# ENTRIES PROVIDED
Start of Block

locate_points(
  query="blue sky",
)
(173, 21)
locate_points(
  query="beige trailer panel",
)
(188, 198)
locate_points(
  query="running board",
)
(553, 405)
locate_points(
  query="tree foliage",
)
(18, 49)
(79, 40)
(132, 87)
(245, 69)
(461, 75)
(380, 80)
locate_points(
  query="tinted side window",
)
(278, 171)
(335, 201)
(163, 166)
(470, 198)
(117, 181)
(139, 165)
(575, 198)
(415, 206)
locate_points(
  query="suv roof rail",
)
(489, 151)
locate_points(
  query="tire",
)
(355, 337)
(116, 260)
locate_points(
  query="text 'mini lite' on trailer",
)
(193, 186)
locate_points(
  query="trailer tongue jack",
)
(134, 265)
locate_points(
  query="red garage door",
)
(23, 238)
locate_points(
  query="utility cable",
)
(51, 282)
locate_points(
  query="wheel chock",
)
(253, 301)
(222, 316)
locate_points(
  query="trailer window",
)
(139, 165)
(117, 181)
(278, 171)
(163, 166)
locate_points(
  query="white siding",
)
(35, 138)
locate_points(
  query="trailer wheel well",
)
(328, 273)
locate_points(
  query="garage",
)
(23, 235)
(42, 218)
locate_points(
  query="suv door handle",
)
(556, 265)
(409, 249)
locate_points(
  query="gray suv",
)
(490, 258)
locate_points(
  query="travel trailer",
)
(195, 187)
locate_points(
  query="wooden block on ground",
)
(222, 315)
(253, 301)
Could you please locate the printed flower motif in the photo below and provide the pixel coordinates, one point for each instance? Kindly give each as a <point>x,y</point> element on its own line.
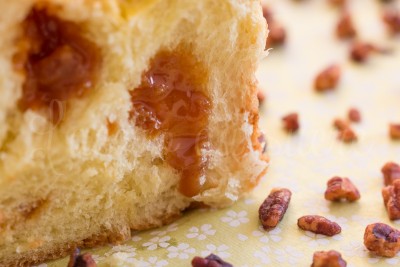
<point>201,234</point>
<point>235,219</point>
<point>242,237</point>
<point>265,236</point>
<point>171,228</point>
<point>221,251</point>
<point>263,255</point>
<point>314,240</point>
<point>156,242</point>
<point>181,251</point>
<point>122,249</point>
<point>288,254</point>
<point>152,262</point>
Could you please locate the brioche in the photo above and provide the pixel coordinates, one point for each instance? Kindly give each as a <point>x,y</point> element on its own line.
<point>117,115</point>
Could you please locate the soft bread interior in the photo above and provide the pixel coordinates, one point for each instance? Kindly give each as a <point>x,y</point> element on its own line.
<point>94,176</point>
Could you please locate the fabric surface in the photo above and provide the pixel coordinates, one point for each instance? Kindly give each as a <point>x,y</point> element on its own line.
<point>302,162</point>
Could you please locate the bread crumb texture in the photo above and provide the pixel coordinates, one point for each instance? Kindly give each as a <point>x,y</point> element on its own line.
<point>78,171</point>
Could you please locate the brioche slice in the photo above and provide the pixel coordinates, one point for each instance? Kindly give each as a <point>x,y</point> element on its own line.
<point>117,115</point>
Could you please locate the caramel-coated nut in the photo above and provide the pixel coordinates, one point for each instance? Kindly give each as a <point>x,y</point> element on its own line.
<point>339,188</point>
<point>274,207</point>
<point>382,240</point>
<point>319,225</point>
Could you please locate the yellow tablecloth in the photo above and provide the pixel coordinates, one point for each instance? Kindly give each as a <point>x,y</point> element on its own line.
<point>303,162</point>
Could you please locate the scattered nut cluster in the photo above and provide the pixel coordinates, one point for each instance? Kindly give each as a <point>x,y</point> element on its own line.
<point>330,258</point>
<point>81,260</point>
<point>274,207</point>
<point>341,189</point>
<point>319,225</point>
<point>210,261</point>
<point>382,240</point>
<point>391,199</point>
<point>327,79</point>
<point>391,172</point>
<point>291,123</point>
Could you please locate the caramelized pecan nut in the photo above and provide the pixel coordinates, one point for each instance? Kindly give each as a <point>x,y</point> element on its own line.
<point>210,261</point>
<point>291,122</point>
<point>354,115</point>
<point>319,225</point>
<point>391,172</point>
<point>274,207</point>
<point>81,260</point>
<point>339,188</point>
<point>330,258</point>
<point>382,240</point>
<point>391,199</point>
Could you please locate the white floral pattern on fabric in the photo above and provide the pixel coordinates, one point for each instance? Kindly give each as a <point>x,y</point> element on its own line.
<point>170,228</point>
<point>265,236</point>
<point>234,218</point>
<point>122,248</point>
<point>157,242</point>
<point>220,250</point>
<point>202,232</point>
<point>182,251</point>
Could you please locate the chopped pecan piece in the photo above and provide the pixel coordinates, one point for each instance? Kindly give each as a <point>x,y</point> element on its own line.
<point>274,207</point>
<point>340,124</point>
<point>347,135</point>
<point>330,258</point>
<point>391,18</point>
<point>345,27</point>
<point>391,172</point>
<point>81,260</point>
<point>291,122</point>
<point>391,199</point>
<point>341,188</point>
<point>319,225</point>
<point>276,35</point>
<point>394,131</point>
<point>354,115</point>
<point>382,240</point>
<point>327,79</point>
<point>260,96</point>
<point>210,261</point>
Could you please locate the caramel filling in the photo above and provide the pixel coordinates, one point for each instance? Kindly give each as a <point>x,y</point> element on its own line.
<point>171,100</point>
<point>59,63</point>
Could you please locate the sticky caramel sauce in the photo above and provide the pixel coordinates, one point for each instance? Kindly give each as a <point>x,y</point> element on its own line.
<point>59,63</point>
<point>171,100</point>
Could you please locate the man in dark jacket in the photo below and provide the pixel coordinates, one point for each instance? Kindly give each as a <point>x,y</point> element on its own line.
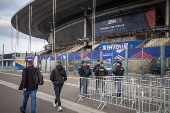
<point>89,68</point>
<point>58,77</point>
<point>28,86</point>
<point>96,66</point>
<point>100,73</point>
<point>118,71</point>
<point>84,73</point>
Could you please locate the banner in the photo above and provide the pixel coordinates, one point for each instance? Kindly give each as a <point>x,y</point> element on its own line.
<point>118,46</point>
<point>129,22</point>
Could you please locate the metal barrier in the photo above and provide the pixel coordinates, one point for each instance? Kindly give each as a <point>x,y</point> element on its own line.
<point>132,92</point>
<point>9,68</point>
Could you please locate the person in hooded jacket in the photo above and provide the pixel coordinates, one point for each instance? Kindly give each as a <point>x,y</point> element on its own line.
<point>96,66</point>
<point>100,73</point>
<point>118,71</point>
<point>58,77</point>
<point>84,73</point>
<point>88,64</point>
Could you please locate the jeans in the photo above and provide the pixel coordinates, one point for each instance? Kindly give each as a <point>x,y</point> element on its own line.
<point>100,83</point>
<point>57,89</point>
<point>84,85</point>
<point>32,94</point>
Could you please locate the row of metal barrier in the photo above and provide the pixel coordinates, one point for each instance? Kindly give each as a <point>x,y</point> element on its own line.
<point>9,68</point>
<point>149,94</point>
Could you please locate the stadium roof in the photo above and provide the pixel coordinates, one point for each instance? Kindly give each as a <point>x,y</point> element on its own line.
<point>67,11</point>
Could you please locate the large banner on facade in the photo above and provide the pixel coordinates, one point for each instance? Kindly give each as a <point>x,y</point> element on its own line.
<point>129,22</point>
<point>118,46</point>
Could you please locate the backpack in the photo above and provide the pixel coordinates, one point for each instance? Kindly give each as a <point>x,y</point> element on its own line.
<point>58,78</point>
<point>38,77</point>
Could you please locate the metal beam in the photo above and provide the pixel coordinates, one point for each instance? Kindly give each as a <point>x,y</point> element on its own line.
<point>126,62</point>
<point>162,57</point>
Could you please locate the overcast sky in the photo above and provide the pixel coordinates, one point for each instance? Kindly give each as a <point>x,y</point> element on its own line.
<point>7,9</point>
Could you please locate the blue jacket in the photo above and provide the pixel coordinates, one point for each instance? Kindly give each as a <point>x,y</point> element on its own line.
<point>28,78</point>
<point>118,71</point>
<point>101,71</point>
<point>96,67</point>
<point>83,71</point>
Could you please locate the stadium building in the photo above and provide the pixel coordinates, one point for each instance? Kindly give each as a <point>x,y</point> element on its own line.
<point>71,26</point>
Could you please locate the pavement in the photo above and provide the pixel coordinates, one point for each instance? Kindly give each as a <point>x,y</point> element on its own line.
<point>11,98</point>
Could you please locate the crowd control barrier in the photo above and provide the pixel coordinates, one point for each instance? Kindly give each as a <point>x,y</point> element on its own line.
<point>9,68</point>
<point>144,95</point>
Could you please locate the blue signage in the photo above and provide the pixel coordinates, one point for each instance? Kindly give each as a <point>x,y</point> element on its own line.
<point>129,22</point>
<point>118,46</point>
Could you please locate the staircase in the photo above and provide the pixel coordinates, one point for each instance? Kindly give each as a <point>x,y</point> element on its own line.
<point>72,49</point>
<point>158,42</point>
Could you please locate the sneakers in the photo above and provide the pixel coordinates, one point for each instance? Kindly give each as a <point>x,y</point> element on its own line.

End of Block

# TASK DETAILS
Go through the listing above and copy each line where the string "door" appears.

# SOLUTION TO THIS TASK
  query="red garage door",
  query="suv door handle",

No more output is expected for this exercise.